◆ Goal: Extend the passage on Tortuga's V3 strategy and the Outbreaker backpack, starting right after its final sentence.

◆ Text shown:
Articles by Fred Perrotta

Fred Perrotta is the Co-Founder of Tortuga Backpacks. He's an avid traveler and has visited, lived in, and worked in over a dozen countries. When not on the road, he can be found exploring the restaurants and concert venues of San Francisco.

You can follow Fred on Twitter or Google+.

Here at Tortuga, the V3 project was all about getting more specific. Going more niche.

The Outbreaker backpack isn’t just a new product, it’s the next iteration of Tortuga as a company. For the launch, we redesigned our product line and website. Both are just the beginning.

The new site is meant to be a platform for our V3 strategy. We consider V3 to be a company change, not just a product change. The Outbreaker backpack appears to be an updated version of the Tortuga Backpack (aka V2) but is just the first step of a larger strategy.

◆ Data supplied:
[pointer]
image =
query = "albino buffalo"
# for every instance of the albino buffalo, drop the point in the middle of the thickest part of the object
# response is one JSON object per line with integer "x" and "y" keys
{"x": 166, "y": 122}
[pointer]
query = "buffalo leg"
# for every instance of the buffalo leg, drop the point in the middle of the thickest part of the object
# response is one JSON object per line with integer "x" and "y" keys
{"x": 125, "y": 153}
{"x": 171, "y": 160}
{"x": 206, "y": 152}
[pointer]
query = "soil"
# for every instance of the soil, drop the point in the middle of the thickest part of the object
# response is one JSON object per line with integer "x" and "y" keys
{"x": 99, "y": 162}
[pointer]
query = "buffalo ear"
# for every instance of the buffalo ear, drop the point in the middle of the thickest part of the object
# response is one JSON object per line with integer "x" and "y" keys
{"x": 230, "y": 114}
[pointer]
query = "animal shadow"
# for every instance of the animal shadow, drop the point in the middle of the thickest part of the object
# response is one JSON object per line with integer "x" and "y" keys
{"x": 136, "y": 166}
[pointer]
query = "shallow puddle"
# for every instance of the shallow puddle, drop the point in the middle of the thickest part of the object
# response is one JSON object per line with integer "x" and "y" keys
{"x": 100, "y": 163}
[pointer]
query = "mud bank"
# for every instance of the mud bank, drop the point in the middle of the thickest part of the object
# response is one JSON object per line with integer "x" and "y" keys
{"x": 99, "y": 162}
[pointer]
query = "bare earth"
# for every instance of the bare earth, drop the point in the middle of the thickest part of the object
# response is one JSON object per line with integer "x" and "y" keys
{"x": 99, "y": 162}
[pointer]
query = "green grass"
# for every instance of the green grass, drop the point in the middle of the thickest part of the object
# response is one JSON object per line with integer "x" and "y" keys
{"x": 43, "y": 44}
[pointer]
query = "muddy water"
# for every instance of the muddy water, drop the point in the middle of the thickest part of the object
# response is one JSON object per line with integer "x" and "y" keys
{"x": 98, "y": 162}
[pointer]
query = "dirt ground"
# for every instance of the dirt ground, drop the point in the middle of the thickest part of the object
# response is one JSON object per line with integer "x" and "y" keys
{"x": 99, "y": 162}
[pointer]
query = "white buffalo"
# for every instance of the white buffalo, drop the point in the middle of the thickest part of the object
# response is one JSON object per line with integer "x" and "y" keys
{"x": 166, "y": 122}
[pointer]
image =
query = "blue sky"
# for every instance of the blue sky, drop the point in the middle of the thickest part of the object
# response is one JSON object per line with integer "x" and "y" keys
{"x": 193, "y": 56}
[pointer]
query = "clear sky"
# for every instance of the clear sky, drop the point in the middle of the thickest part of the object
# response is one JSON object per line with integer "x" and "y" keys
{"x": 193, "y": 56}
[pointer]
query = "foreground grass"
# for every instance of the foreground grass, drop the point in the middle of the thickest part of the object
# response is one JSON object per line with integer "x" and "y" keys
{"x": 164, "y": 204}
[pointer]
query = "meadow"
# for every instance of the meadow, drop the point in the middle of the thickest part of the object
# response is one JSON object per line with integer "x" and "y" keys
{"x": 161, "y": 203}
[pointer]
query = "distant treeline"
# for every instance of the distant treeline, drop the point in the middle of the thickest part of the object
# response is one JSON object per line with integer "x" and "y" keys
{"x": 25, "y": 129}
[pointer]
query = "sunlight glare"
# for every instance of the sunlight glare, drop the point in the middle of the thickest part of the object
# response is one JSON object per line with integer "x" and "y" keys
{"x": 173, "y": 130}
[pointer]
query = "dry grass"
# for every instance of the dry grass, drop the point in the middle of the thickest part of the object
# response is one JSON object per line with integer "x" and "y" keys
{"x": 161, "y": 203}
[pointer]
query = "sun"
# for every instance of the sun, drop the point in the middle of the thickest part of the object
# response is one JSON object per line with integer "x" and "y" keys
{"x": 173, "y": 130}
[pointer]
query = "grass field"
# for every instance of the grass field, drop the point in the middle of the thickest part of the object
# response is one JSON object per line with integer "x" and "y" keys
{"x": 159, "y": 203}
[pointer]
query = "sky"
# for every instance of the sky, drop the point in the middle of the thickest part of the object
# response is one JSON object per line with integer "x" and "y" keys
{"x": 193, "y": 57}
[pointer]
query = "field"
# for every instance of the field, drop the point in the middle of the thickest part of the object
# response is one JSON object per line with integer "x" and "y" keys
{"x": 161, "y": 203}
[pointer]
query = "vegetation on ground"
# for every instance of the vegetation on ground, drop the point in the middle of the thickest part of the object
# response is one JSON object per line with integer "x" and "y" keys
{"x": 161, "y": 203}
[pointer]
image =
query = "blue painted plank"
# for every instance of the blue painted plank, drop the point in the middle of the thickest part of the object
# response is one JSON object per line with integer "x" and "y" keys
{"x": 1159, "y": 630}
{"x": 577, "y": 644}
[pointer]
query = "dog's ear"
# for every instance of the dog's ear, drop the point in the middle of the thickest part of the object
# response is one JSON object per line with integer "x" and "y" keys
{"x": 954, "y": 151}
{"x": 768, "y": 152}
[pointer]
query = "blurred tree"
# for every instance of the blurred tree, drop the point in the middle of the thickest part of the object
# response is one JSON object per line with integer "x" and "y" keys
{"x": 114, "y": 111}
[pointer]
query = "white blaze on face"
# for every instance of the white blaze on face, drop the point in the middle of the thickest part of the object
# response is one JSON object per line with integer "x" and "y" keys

◆ Exercise answer:
The V2 Strategy

Our V2 line included two luggage-sized backpacks: the Tortuga and the Air, along with accessories including a daypack, rain covers, and packing cubes.

Together, the V2 line was a solid collection of products that worked well together.

While re-reading The 22 Immutable Laws of Marketing, I’ve been thinking about the laws in the context of our previous and current strategies.

The Law of the Category: If you can’t be first in a category, set up a new category you can be first in.

Our goal with the company and the first product was to create the “travel backpack” category. Mission accomplished.

What’s changing?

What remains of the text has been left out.